▶ [What is expected] Reproduce, without any change, everything from the line containing "Find the front" down to the end of the entries below.

(Entries from a pointing dataset)
>> START
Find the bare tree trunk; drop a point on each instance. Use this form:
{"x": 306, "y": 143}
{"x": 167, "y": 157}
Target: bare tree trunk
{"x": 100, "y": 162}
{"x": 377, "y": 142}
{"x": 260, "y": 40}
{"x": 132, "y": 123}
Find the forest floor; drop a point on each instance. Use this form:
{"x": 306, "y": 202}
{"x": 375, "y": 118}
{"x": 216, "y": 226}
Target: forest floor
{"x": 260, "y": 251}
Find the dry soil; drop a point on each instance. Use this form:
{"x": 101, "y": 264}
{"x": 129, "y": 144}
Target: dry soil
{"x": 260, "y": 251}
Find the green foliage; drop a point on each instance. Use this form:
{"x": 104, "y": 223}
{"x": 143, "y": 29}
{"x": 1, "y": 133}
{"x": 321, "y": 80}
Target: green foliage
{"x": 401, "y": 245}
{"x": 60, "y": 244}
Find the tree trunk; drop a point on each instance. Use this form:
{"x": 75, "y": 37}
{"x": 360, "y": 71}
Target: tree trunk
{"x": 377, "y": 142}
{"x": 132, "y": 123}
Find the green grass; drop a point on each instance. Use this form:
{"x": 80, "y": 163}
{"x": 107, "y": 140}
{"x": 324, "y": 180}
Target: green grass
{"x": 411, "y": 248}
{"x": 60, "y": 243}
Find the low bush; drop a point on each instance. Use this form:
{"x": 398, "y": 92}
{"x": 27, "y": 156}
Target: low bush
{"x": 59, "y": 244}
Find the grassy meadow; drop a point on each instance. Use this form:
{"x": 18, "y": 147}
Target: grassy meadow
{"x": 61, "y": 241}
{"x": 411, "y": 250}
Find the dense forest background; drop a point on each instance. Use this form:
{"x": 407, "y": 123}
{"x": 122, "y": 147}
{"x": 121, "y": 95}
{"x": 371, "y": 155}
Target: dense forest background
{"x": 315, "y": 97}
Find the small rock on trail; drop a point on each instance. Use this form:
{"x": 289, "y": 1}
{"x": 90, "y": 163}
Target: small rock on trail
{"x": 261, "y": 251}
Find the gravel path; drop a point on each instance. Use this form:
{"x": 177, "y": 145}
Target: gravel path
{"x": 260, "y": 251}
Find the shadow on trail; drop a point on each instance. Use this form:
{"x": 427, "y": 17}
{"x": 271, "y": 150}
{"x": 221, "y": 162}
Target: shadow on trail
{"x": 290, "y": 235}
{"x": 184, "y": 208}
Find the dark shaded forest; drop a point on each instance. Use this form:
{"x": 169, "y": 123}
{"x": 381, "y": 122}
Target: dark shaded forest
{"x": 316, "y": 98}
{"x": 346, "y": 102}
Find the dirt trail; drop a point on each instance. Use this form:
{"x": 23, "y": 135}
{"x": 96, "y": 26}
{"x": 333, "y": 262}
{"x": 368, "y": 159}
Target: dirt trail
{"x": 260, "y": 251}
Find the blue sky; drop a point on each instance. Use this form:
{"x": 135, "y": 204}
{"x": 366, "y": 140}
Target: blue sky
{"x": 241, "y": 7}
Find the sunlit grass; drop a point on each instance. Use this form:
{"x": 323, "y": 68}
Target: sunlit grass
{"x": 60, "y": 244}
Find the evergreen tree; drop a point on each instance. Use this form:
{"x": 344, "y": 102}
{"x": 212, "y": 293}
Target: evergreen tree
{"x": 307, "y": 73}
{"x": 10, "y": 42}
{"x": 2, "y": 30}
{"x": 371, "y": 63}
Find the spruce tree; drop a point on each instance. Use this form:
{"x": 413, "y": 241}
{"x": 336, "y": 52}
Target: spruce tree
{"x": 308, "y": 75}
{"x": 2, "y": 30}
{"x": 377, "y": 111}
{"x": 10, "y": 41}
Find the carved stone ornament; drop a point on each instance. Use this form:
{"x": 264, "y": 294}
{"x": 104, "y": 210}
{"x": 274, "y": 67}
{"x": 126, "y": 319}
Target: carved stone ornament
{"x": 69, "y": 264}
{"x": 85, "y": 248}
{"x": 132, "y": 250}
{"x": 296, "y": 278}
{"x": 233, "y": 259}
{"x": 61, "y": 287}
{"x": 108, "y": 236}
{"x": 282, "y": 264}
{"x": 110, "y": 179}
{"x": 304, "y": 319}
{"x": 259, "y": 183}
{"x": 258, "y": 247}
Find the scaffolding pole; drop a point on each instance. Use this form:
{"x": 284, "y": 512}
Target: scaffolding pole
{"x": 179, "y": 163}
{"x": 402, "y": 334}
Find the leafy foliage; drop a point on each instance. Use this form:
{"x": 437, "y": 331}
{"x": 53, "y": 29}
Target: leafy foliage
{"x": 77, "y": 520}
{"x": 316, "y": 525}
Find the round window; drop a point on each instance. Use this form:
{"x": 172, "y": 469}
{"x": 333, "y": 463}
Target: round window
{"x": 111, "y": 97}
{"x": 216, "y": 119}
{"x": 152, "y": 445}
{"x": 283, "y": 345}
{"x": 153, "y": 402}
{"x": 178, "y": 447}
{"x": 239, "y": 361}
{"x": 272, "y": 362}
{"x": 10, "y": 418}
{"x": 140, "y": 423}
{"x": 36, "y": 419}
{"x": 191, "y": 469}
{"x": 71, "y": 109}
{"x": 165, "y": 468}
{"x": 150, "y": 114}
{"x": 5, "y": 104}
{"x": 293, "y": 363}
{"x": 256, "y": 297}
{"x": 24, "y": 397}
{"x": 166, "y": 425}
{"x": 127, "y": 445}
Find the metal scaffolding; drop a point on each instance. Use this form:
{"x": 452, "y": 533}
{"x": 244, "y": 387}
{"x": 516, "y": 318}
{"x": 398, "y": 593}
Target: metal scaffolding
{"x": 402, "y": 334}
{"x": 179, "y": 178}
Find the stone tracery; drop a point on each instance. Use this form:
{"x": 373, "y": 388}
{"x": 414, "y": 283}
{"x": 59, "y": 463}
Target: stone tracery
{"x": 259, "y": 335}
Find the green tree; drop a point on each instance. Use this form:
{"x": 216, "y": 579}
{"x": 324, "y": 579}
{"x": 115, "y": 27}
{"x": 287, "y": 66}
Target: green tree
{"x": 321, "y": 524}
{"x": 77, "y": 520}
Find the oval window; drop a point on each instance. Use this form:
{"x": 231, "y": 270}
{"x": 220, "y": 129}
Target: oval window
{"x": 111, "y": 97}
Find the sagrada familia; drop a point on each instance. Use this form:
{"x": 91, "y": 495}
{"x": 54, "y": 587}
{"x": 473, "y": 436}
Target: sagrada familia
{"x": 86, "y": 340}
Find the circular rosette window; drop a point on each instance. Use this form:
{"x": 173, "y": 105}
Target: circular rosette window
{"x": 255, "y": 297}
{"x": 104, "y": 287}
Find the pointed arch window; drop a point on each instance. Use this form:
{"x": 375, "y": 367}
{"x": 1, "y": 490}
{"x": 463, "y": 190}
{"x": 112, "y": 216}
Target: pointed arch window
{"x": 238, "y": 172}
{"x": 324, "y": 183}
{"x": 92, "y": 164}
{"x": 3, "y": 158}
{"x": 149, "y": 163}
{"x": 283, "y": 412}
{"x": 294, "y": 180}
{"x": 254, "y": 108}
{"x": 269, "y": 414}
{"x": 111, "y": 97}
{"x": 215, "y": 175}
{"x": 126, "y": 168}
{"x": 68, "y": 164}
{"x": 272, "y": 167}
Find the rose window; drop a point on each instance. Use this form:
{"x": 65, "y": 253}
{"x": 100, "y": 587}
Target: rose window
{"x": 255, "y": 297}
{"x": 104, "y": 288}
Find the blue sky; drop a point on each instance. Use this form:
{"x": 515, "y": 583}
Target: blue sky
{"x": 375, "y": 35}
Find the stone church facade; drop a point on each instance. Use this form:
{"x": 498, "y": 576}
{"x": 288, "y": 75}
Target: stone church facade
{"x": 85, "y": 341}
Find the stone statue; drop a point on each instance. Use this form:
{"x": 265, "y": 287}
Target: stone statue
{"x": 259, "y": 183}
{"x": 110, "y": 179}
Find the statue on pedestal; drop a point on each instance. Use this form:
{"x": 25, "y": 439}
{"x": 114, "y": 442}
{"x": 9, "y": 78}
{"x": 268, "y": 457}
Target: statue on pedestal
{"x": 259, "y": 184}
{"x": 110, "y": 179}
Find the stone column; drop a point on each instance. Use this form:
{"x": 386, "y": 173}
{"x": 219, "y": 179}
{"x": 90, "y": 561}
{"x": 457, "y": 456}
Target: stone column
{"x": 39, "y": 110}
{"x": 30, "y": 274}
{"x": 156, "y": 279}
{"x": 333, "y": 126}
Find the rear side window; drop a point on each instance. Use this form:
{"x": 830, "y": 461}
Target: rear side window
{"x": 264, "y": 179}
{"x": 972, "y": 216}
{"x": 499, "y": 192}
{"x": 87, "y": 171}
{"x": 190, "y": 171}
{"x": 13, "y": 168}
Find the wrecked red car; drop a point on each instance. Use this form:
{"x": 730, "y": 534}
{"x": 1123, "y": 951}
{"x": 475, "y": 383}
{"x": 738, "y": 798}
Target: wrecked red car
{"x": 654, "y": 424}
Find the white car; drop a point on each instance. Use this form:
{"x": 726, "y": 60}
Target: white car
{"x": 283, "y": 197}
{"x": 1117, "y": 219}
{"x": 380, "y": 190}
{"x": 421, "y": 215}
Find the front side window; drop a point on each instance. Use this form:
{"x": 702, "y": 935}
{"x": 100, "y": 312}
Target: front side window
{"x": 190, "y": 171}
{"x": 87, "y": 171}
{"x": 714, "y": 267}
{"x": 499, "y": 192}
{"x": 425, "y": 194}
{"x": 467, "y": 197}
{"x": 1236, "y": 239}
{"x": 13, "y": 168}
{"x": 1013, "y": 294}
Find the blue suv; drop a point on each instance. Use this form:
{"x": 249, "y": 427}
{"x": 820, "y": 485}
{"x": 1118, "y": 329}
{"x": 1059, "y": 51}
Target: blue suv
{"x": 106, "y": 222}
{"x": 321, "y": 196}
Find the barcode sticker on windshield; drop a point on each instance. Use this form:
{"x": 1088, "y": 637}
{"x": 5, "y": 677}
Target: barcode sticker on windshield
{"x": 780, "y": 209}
>> END
▶ [Correct answer]
Find the front side window; drop a point on each instance. Use this form:
{"x": 702, "y": 935}
{"x": 100, "y": 312}
Target: front side window
{"x": 190, "y": 171}
{"x": 87, "y": 171}
{"x": 714, "y": 267}
{"x": 499, "y": 192}
{"x": 425, "y": 194}
{"x": 467, "y": 197}
{"x": 1236, "y": 239}
{"x": 13, "y": 168}
{"x": 1013, "y": 294}
Find the blue suv; drop a point on each instance. Use this form:
{"x": 249, "y": 427}
{"x": 820, "y": 485}
{"x": 1118, "y": 329}
{"x": 1059, "y": 51}
Target: blue suv
{"x": 106, "y": 222}
{"x": 321, "y": 196}
Find the barcode sticker on windshield; drop a point on each instance. Use this form:
{"x": 1088, "y": 637}
{"x": 5, "y": 677}
Target: barcode sticker on windshield
{"x": 780, "y": 209}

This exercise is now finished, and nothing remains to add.